Instruction:
Write out precisely the lines beginning with the line that contains "[trace] paved sidewalk" and ending with the last line of the entries, and no other lines.

Records provided:
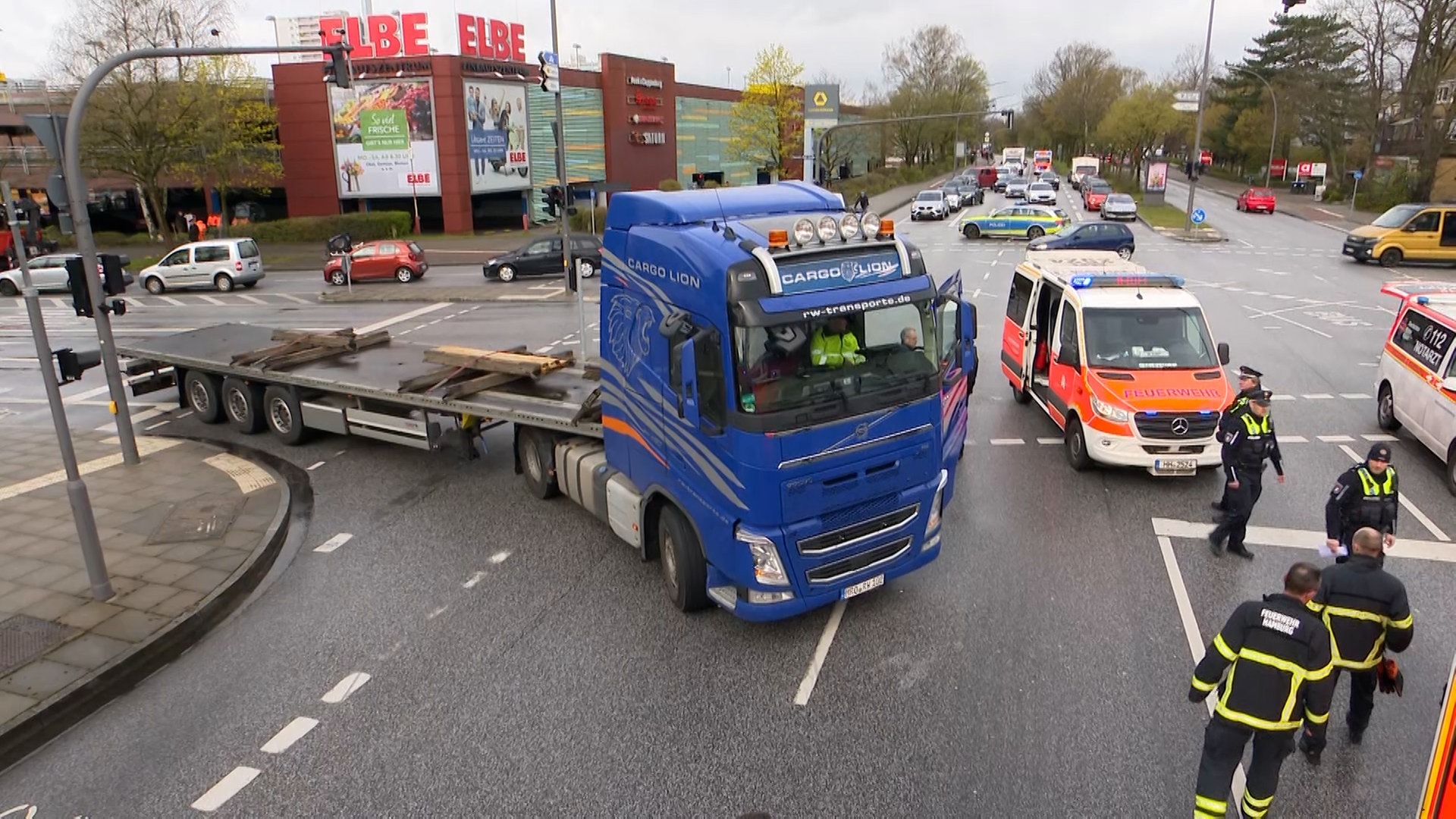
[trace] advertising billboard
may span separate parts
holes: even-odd
[[[526,86],[467,79],[464,121],[470,192],[491,194],[530,188]]]
[[[341,198],[440,195],[428,79],[331,85],[329,103]]]

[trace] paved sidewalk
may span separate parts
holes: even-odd
[[[73,433],[115,597],[87,579],[51,427],[9,430],[0,463],[0,768],[135,685],[266,574],[293,491],[183,439]]]

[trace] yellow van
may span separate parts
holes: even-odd
[[[1395,205],[1345,236],[1344,254],[1356,261],[1379,259],[1395,267],[1402,259],[1456,262],[1456,205]]]

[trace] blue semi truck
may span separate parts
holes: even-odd
[[[248,351],[297,334],[255,325],[121,353],[134,392],[176,386],[202,421],[288,443],[323,430],[437,449],[511,424],[531,493],[571,497],[658,560],[683,611],[782,619],[936,558],[976,309],[890,220],[801,182],[616,194],[600,326],[584,366],[387,340],[269,369]]]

In response:
[trace] paved sidewalk
may span separate parts
holes: even-odd
[[[73,433],[115,597],[87,579],[51,427],[9,430],[0,463],[0,768],[135,685],[266,574],[293,491],[183,439]]]

[trace] yellow van
may span separate parts
holes: even-odd
[[[1395,205],[1345,236],[1344,254],[1356,261],[1379,259],[1395,267],[1402,259],[1456,262],[1456,205]]]

[trace] blue semi truck
may span separate parts
holes: even-odd
[[[248,351],[297,334],[255,325],[121,353],[134,392],[176,386],[202,421],[288,443],[323,430],[437,449],[511,424],[531,493],[571,497],[658,560],[683,611],[782,619],[936,558],[976,309],[890,220],[801,182],[616,194],[600,326],[584,366],[387,340],[269,369]]]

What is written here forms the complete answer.